Monday, August 19, 2013

'Such omniscience ... would extinguish its soul'

In science greater knowledge is always and indisputably good; it is by no means so throughout all human existence. We know it from art proper, where achievement and great factual knowledge, or taste, or intelligence, are in no way essential companions; if they were, our best artists would also be our most learned academics. We can know it by reducing the matter to the absurd, and imagining that God, or some Protean visitor from outer space, were at one fell swoop to grant us all knowledge. Such omniscience would be worse than the worst natural catastrophe, for our species as a whole; would extinguish its soul, lose it all pleasure and reason for living.
John Fowles, The Tree (1979)

Saturday, August 17, 2013

Why should there not be a handle?

It is characteristic of the spirited man that he takes an expansive view of the boundary of his own stuff--he tends to act a though any material things he uses are in some sense properly his, while he is using them--and when he finds himself in public spaces that seem contrived to break the connection between his will and his environment, as though he had no hands, this brings out a certain hostility in him.  Consider the angry feeling that bubbles up in this person when, in a public bathroom he finds himself waving his hands under the faucet, trying to elicit a few seconds of water from it in a futile rain dance of guessed-at mudras.  This man would like to know :  Why should there not be a handle?  Instead he is asked to supplicate invisible powers.            
 It's true, some people fail to turn off a manual faucet. With its blanket presumption of irresponsibility, the infrared faucet does not merely respond to this fact, it installs it, giving it the status of normalcy.  There is a kind of infantilization at work, and it offends the spirited personality...

Written tasks:
1. Return each line of the records that contains the string "window".
2. Carry on the blog text about omniscience and faucet handles from the point where it stops.
The text and the records come from unrelated sources.

Available data:
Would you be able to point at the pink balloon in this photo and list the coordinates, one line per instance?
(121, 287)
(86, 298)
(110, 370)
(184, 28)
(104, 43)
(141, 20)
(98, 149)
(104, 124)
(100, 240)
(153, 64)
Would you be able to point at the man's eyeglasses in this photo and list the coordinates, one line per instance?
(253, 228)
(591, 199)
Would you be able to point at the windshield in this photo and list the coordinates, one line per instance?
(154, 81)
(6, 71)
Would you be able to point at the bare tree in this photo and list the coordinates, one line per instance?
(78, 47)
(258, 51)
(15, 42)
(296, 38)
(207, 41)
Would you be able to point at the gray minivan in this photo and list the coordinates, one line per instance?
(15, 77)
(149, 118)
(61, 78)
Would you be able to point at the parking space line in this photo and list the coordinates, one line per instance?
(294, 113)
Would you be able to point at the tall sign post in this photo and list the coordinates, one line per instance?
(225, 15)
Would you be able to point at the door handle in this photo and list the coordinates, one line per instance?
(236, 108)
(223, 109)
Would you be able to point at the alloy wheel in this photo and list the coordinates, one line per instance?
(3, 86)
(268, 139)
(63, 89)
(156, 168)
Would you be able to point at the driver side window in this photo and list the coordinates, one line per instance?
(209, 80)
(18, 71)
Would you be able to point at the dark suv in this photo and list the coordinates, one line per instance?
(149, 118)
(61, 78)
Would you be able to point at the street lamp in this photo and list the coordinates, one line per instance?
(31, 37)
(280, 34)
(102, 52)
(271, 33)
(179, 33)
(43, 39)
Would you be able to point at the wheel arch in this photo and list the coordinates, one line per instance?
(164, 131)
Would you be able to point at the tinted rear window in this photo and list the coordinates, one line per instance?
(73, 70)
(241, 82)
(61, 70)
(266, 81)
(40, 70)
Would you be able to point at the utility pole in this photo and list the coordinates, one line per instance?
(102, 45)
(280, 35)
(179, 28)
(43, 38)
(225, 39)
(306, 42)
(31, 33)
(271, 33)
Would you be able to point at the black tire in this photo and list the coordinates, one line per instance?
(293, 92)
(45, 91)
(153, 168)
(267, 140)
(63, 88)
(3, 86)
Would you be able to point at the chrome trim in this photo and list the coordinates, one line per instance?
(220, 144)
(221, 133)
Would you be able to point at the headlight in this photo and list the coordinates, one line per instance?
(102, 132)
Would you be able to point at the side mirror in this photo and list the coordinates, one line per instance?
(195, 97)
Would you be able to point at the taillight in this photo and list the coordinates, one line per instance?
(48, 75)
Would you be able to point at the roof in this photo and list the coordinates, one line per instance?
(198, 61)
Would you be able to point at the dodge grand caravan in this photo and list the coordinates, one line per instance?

Task-by-task results:
1.
Would you be able to point at the driver side window in this photo and list the coordinates, one line per instance?
Would you be able to point at the tinted rear window in this photo and list the coordinates, one line per instance?

2.
There seems to be an ideology of freedom at the heart of consumerist material culture; a promise to disburden us of mental and bodily involvement with our own stuff so we can pursue ends we have freely chosen. Yet this disburdening gives us fewer occasions for the experience of direct responsibility. I believe the appeal of freedomism, as a marketing hook, is due to the fact it nonetheless captures something true. It points to a paradox in our experience of agency: to be master of your own stuff entails also being mastered by it.
--Matthew B. Crawford, Shop Class as Soulcraft (2009)

Thursday, August 15, 2013

Metricate, American Style

This story is true. Any resemblance of the persons to fictional characters, living or dead, is coincidental.
Time: Summer 1975
Place: Chicago
Scene: Plush Lounge in Fantastic Hotel where educators at the First Annual America School Metrication Convention are meeting for a week.
Persons                    Symbol
Ms. Libby Elementri    LIB
Mr. M. Etric                MET
[...]
MET: Japan had a great effort to go metric originally in their schools, but did not have the backing of industry. It took them forty years to convert. At one time they even had three different systems going for them. England had a pretty good effort on the part of industry to metricate, but their educational program left something to be desired.
LIB: How do you see our situation
MET: I hardly even know you.
LIB: Come on, don't be funny.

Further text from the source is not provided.